§ **Work to complete**
Starting at the first line of the records below, reproduce every line up to and including the line with "box: [483, 17, 516, 47]", but leave out all pictures.

§ **Extracted material**
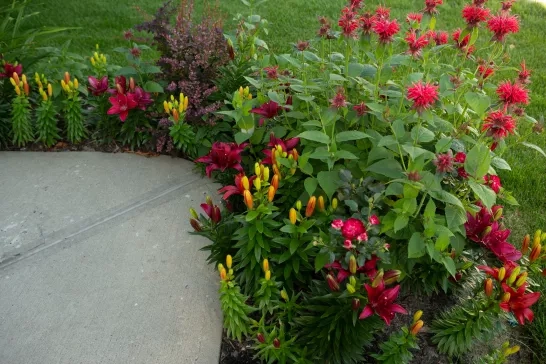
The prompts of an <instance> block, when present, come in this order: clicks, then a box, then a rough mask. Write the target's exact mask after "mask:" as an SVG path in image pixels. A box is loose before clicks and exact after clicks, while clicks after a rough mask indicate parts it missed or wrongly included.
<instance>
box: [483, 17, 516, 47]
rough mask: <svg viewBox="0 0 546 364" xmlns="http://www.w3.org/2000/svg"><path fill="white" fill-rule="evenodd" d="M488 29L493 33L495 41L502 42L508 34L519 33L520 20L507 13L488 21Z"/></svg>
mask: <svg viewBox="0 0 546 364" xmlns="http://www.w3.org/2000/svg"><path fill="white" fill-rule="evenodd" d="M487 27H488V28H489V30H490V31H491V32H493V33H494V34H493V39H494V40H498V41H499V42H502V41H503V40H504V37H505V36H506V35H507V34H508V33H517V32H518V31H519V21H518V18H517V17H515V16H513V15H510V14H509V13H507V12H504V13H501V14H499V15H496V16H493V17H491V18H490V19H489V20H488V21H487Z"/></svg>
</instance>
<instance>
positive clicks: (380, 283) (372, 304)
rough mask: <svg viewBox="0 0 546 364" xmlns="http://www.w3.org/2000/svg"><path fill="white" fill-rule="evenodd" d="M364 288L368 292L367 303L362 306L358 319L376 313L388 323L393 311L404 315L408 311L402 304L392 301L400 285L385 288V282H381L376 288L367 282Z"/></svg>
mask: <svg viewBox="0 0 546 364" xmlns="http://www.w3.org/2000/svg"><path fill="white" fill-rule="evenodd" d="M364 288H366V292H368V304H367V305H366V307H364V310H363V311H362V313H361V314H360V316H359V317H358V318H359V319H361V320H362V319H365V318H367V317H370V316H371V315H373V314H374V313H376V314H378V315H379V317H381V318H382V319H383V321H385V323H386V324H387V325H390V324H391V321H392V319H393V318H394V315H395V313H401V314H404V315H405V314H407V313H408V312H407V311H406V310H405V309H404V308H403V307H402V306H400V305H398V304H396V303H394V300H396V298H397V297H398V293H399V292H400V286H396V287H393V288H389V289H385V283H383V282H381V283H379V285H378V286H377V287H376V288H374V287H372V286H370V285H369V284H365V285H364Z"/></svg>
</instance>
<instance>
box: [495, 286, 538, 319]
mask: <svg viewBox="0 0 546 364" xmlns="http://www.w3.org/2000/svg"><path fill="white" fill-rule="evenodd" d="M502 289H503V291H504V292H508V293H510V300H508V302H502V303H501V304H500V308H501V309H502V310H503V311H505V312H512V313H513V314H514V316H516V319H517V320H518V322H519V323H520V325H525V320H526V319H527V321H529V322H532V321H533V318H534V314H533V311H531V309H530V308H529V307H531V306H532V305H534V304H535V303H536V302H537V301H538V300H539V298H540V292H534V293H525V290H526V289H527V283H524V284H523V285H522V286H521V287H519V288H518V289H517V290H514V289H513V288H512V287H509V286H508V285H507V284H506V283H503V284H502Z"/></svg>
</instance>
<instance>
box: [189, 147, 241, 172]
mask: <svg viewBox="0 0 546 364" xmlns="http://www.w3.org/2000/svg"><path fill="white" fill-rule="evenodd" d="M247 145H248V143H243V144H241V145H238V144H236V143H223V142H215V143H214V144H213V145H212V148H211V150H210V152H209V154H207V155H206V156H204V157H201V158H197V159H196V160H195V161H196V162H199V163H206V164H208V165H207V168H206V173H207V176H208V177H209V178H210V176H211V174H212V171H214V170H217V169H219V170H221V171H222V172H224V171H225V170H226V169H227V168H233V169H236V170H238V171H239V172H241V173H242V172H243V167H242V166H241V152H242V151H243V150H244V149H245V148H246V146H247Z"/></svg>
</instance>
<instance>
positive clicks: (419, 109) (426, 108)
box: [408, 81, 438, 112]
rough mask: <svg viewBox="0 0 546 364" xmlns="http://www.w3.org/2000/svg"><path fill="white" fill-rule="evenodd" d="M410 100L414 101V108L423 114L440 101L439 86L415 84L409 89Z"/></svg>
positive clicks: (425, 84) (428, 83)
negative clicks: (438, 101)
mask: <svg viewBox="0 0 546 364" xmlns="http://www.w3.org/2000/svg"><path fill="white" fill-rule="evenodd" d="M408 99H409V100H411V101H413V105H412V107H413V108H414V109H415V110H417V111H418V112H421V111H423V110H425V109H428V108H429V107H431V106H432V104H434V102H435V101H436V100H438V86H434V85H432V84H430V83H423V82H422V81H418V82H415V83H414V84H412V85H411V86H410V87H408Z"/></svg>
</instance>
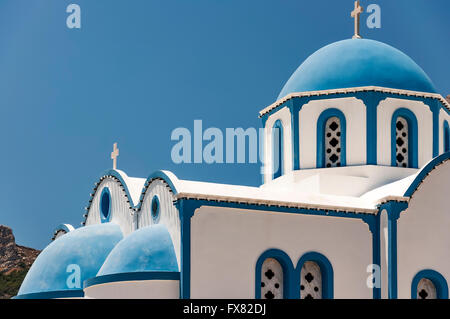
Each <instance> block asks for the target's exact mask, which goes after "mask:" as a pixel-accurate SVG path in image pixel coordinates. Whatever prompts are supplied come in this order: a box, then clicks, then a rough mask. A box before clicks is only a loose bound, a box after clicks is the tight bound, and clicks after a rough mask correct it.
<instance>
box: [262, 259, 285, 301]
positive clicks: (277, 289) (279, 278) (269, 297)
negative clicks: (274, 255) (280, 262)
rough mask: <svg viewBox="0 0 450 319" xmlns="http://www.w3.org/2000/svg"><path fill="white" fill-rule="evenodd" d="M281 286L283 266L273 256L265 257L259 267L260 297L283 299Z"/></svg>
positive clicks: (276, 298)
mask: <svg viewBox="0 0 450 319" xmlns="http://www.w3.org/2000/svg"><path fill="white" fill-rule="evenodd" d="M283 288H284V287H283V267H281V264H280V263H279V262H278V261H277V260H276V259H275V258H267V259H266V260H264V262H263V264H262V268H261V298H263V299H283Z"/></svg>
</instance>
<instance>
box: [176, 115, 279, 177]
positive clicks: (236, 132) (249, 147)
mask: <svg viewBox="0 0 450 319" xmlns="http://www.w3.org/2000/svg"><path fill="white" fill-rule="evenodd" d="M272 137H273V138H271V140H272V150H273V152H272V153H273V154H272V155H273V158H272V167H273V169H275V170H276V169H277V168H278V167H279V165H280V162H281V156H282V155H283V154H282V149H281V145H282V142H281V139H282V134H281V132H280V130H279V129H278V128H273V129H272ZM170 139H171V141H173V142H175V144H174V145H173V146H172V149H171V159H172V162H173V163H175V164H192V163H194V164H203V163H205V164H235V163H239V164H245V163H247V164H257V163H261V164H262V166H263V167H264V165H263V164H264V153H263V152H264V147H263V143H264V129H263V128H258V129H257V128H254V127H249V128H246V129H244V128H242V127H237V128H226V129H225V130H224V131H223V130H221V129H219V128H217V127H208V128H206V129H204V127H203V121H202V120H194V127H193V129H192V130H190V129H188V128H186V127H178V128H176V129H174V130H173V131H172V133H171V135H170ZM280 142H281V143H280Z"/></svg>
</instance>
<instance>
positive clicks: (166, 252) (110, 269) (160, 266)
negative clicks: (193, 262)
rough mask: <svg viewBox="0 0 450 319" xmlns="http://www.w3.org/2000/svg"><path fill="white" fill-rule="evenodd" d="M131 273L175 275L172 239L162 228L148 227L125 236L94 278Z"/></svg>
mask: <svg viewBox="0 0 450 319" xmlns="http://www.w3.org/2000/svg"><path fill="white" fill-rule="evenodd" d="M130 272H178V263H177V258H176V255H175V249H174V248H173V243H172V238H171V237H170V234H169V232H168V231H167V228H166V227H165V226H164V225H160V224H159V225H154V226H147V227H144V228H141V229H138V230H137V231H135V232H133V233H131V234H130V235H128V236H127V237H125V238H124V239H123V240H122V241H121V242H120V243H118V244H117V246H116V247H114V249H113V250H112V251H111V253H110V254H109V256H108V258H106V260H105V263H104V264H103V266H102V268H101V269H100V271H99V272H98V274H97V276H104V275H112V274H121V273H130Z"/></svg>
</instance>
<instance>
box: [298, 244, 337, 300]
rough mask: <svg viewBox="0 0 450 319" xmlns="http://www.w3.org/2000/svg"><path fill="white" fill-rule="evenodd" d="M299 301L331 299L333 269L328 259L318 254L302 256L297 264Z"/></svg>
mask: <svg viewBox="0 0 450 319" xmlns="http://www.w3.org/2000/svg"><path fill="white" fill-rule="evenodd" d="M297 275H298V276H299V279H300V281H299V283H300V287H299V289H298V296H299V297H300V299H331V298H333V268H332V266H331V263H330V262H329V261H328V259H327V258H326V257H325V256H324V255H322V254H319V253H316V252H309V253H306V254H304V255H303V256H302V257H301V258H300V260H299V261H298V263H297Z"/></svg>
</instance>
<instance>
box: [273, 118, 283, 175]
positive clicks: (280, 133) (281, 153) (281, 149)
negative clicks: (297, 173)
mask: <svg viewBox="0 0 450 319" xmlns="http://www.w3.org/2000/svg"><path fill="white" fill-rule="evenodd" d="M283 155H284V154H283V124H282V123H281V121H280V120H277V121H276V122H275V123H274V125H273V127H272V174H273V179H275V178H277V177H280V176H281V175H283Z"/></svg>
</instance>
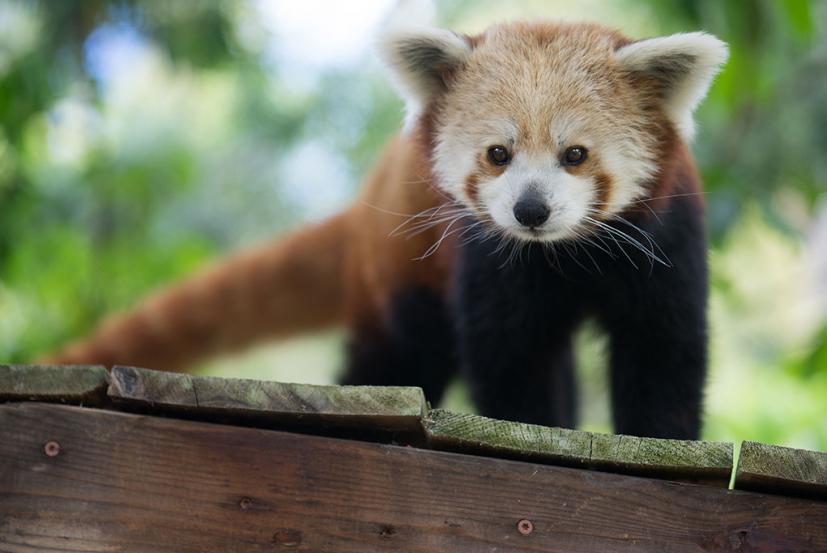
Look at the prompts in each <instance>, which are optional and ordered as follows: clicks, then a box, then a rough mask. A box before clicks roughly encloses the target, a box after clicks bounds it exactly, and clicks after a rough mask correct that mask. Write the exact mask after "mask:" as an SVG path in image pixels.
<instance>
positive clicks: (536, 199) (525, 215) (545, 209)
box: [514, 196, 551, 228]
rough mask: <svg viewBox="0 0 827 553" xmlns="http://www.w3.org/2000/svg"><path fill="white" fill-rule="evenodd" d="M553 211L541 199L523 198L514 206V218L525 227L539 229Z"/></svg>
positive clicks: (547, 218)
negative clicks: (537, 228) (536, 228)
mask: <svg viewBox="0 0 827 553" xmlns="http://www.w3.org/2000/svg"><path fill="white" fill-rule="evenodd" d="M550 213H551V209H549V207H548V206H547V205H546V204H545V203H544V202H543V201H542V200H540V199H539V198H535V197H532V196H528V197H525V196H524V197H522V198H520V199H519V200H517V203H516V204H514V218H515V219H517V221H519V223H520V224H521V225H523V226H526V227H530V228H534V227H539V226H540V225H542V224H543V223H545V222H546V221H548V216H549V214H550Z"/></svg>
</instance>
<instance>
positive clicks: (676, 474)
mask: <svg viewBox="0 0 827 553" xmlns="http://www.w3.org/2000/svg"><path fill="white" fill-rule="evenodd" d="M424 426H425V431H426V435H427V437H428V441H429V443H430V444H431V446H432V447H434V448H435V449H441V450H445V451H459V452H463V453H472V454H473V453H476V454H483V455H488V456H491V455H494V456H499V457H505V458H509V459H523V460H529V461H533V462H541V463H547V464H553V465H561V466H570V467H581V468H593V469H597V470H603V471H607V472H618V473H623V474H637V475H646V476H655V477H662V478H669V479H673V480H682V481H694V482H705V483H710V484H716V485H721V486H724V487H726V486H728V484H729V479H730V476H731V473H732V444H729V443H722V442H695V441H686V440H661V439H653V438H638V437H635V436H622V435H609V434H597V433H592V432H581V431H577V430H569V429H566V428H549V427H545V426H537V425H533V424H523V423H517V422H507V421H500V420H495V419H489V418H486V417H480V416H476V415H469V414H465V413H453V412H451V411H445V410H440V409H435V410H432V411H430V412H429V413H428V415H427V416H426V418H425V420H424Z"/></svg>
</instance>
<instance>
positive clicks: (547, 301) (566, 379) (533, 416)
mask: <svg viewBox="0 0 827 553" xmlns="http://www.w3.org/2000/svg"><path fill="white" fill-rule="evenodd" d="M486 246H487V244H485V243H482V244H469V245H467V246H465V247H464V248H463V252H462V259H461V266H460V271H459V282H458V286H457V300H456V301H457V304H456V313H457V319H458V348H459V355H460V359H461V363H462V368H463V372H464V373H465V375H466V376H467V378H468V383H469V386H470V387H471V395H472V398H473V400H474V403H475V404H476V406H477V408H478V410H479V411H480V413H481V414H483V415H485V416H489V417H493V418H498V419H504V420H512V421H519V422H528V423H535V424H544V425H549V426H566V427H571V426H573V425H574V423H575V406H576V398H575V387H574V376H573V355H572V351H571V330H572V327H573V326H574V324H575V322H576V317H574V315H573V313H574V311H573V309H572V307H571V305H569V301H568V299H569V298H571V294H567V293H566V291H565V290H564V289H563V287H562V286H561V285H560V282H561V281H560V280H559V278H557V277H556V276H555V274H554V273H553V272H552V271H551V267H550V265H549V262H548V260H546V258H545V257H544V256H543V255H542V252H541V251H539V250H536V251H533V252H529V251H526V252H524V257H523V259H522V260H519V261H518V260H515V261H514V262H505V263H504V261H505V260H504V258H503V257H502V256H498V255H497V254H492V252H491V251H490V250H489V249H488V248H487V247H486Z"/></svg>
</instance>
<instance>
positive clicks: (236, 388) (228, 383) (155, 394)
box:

§ **Written response**
The prompts of an <instance> block, when present, come in this order: clicks, then a box, then a rough mask. Write the target's exact mask after "mask:" as an SVG path in image pixels. A box is loose before clicks and exact after clicks, while clicks after a rough mask indicate parts it missed or wrongly included.
<instance>
box: [483, 17, 516, 47]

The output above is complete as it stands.